Your task — Go through the data and report each line that holds the string "leaves".

------ Data for this exercise ------

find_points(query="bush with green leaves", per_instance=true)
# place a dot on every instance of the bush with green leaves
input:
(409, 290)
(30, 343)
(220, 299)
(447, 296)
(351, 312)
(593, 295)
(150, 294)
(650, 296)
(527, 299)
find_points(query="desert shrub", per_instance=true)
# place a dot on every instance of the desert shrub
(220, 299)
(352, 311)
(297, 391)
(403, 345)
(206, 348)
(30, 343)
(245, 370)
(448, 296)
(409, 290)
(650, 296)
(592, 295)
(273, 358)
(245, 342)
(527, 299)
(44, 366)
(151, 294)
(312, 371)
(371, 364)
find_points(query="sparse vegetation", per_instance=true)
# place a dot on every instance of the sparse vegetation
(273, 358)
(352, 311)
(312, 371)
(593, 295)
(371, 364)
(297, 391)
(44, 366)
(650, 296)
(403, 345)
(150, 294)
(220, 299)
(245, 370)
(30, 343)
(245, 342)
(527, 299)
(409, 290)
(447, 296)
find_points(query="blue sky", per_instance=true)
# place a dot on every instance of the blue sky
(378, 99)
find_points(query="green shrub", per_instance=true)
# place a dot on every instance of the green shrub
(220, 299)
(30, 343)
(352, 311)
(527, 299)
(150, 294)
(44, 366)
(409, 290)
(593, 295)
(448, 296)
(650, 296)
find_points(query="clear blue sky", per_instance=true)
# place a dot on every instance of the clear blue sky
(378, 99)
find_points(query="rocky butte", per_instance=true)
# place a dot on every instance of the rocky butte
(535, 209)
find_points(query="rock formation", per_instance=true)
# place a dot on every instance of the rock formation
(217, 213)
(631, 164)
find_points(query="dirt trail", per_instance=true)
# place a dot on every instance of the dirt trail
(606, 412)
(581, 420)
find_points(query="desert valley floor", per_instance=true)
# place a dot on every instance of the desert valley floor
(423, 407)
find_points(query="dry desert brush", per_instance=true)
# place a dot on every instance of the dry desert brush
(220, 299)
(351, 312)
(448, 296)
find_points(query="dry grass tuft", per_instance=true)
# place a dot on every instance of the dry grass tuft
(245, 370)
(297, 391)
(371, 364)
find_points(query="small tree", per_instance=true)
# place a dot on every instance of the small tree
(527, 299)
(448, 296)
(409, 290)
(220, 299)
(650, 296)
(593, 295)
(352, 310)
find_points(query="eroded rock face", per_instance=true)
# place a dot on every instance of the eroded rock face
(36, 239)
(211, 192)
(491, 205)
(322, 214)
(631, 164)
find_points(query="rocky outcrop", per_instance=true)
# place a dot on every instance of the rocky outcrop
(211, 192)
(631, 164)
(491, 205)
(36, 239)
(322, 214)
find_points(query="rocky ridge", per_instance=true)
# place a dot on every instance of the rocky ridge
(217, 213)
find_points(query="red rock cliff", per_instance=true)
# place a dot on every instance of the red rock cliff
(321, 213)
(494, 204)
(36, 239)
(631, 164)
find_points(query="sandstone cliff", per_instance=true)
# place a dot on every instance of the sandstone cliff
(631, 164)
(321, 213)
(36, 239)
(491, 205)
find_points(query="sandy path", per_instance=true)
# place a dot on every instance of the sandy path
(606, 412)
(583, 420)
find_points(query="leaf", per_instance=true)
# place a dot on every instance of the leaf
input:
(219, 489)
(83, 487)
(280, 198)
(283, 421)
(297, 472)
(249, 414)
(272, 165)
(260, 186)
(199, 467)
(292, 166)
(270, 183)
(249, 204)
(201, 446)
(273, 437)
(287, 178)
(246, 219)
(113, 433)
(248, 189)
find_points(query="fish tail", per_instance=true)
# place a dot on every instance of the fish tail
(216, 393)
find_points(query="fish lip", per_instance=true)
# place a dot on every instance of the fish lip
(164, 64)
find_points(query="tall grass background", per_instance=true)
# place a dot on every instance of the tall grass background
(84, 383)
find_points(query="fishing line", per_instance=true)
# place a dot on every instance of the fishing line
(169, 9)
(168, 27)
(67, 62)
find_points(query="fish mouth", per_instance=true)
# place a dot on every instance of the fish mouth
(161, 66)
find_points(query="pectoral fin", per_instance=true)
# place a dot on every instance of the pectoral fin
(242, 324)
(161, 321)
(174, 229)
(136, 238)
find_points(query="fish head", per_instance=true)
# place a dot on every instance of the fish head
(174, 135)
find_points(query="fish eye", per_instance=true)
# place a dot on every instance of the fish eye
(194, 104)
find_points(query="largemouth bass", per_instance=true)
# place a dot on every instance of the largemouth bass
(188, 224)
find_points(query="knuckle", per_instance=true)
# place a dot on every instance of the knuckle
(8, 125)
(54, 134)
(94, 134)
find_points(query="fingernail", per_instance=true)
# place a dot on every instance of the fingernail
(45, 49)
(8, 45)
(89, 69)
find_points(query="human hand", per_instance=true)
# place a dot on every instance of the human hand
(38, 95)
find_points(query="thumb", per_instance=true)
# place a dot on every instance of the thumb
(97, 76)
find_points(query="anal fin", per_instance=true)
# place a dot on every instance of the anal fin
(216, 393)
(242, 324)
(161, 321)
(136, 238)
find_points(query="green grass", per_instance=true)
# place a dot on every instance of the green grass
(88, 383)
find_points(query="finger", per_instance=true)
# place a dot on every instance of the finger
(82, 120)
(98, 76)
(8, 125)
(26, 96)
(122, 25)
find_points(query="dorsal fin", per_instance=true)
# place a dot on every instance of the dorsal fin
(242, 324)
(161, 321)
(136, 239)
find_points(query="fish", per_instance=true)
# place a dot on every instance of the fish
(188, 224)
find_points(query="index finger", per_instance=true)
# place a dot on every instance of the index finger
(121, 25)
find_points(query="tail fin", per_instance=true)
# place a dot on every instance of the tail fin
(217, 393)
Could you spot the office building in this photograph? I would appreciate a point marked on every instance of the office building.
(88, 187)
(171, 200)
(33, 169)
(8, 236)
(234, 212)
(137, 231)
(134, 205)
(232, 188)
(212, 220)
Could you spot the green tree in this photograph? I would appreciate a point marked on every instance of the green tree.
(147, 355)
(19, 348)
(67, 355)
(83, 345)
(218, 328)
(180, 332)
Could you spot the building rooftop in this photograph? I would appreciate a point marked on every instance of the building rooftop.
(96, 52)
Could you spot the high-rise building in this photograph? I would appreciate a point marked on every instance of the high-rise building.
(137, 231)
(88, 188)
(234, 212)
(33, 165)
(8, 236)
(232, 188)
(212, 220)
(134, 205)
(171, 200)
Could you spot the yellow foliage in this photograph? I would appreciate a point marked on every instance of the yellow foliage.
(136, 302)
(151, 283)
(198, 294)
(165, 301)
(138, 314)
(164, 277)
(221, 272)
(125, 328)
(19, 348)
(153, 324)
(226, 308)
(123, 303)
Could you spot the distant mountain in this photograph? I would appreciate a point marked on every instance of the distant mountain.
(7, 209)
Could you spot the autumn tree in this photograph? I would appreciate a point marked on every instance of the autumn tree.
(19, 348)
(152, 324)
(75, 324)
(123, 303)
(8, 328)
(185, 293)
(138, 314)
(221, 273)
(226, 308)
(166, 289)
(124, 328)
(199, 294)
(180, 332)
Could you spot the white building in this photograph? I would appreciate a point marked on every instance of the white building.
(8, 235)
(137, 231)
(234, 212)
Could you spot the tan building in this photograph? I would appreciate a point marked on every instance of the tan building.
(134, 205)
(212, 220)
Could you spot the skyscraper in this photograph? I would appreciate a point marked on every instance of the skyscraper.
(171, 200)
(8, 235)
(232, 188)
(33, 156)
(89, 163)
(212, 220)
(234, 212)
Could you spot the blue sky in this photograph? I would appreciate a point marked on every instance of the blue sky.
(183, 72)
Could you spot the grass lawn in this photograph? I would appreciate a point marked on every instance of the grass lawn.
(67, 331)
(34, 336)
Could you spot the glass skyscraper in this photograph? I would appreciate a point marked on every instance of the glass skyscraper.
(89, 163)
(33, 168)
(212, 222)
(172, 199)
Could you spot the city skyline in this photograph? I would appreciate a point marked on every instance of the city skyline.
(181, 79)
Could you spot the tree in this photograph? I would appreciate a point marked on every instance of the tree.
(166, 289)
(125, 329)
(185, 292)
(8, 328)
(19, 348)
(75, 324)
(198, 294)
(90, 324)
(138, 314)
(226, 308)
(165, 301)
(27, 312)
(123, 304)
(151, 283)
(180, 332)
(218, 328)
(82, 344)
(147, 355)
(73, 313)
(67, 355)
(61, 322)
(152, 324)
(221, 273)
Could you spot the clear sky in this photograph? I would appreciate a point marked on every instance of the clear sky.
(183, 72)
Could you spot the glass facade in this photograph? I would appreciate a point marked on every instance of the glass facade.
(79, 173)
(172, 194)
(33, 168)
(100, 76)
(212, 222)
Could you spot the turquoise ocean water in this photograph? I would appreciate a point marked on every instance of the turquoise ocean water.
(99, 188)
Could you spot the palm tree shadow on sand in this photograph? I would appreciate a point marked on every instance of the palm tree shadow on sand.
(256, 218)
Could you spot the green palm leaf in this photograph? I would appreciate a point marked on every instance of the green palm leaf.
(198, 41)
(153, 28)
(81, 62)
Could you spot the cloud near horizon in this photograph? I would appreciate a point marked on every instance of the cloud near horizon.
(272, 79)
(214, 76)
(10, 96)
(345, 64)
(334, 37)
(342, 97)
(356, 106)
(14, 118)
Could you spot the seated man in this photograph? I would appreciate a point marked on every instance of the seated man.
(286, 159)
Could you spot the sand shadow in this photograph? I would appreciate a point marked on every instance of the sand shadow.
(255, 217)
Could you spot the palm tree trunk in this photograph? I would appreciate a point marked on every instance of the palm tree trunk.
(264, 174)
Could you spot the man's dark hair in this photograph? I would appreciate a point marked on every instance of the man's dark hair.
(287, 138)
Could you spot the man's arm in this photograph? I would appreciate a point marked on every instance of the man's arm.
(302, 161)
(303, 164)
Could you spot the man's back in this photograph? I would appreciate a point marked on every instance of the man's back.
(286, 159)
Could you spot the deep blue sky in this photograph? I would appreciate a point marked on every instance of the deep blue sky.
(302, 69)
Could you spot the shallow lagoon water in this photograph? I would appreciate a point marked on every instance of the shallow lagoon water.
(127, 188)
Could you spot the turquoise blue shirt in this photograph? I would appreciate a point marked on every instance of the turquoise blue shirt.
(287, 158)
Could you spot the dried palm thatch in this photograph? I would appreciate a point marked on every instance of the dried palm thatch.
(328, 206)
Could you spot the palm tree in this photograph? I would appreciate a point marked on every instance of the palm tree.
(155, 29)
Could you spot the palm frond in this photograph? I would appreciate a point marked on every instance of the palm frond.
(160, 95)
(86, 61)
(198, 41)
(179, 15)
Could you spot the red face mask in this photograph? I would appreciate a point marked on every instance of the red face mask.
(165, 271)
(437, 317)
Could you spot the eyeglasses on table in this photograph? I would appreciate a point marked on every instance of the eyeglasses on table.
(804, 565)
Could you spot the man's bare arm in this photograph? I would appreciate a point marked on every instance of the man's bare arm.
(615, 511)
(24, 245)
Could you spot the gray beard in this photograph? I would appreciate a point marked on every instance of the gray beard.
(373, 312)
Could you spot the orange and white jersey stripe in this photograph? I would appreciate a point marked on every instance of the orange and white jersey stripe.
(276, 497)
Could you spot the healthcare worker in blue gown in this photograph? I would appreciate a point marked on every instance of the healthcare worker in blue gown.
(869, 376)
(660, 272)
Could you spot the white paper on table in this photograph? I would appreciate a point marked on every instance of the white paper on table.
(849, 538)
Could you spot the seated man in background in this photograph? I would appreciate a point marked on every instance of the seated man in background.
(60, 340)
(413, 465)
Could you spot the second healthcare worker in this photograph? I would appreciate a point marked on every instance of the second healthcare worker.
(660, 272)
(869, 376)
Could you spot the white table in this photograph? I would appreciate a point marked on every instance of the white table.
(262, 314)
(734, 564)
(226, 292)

------

Result of the task —
find_points(query="bush with green leaves", per_instance=true)
# place a dot on every instance of the bush with green leaves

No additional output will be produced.